JOB 1:
Print the stretch of the mailing-list message from "Why not Xfce?" through "logs or whatever?", word for word.

PASSAGE:
● ● ● ●

Why not Xfce? (was: Re: The XO-1.5 software plan.)

Peter Robinson pbrobinson at gmail.com
Sat May 16 07:58:16 EDT 2009


>> >> We have some good news:  OLPC has decided to base its software release
>> >> for the new XO-1.5 laptop on Fedora 11.  Unlike previous releases, we
>> >> plan to use a full Fedora desktop build, booting into Sugar but giving
>> >> users the option to switch into a standard GNOME install instead.
>> >
>> > If you say "OLPC has decided" I wonder who exactly made this decision
>> > and when/if it was discussed in public. Can you please point us to the
>> > relevant mails, meeting minutes, irc logs or whatever?
>>
>> I suspect (and the same goes for the post about KDE) that it was/is
>> being discussed at the SugarCamp currently taking place in France.
>
> I have to admit that face to face conversations are often more
> productive than mailing lists, but the downside is that decisions are
> harder to comprehend.

● ● ● ●

THE DATA:
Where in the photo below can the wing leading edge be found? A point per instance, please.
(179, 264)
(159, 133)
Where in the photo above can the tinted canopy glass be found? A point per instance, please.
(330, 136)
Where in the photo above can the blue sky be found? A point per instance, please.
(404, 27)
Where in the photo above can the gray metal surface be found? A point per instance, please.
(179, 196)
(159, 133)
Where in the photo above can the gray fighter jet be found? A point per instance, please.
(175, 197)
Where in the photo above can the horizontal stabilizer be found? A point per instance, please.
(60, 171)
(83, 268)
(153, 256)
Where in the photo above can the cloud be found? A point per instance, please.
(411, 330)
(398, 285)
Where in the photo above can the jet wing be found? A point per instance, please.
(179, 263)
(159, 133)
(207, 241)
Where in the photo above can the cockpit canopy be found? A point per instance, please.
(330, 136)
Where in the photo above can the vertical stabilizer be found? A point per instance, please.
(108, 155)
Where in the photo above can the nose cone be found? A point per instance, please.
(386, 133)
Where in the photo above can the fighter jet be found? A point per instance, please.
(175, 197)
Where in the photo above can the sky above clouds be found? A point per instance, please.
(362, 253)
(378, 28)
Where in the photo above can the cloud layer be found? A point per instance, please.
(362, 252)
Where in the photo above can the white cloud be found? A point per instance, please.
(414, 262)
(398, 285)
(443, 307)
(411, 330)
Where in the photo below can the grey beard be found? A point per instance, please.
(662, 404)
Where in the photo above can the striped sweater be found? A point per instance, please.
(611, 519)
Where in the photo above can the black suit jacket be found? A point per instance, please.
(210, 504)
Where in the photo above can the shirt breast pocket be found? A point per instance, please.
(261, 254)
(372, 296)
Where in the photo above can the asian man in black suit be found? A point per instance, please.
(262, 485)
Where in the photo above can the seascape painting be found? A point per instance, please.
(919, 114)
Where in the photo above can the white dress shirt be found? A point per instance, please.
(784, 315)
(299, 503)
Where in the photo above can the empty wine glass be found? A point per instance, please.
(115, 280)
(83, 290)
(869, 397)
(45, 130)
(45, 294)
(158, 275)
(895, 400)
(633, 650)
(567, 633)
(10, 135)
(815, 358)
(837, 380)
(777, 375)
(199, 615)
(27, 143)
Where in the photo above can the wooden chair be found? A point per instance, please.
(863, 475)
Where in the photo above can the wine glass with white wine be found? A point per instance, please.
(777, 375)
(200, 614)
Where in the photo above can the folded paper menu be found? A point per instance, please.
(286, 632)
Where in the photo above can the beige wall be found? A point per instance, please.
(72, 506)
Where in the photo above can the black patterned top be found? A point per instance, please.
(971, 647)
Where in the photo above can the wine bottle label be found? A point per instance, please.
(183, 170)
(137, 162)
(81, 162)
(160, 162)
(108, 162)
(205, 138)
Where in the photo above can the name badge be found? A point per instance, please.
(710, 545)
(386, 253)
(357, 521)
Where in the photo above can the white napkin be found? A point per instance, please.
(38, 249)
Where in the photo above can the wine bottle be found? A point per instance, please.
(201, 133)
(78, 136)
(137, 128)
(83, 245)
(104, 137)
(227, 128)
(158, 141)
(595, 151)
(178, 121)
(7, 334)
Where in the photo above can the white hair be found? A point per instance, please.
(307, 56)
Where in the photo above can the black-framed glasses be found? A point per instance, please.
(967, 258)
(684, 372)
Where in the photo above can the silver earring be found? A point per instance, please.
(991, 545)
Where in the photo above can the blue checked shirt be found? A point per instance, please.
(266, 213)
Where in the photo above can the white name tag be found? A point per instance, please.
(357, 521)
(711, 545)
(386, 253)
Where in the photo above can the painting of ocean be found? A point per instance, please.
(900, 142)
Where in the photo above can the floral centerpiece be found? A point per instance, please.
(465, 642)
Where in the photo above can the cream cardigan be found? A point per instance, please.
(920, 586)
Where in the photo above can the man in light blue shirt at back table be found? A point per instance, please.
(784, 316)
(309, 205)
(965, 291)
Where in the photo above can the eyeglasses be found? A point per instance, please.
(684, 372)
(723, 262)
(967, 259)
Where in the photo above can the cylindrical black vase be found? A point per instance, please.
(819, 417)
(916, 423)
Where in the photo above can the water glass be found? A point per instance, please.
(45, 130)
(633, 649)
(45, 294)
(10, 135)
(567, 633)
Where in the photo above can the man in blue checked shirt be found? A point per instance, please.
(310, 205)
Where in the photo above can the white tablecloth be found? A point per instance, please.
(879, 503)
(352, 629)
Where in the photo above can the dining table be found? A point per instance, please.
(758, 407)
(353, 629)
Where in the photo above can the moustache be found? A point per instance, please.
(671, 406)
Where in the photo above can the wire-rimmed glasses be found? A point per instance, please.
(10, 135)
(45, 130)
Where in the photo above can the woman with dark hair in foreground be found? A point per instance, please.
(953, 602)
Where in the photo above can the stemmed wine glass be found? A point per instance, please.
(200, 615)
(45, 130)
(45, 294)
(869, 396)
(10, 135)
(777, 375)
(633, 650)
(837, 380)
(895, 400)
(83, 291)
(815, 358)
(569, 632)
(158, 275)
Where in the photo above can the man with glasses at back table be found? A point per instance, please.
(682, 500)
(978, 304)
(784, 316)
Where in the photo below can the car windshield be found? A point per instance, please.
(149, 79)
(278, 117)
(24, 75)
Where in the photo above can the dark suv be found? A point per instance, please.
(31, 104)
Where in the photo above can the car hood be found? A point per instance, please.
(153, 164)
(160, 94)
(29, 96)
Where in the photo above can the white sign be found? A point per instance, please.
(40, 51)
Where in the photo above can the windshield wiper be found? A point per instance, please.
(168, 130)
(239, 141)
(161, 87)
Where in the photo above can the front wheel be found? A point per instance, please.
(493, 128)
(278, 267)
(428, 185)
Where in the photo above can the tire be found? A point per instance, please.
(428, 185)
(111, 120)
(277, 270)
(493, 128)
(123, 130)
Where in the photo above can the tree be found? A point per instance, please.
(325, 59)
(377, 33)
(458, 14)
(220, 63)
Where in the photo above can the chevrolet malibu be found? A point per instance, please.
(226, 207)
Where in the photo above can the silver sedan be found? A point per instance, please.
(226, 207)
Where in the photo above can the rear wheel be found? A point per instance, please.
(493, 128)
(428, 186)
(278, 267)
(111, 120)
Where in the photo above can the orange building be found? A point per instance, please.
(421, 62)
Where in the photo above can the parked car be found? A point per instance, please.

● ● ● ●

JOB 2:
Locate each line of the records containing the word "silver", and copy every such line.

CORRECT OUTPUT 1:
Why not Xfce? (was: Re: The XO-1.5 software plan.)

Peter Robinson pbrobinson at gmail.com
Sat May 16 07:58:16 EDT 2009


>> >> We have some good news:  OLPC has decided to base its software release
>> >> for the new XO-1.5 laptop on Fedora 11.  Unlike previous releases, we
>> >> plan to use a full Fedora desktop build, booting into Sugar but giving
>> >> users the option to switch into a standard GNOME install instead.
>> >
>> > If you say "OLPC has decided" I wonder who exactly made this decision
>> > and when/if it was discussed in public. Can you please point us to the
>> > relevant mails, meeting minutes, irc logs or whatever?

CORRECT OUTPUT 2:
Where in the photo above can the silver earring be found? A point per instance, please.
Where in the photo above can the silver sedan be found? A point per instance, please.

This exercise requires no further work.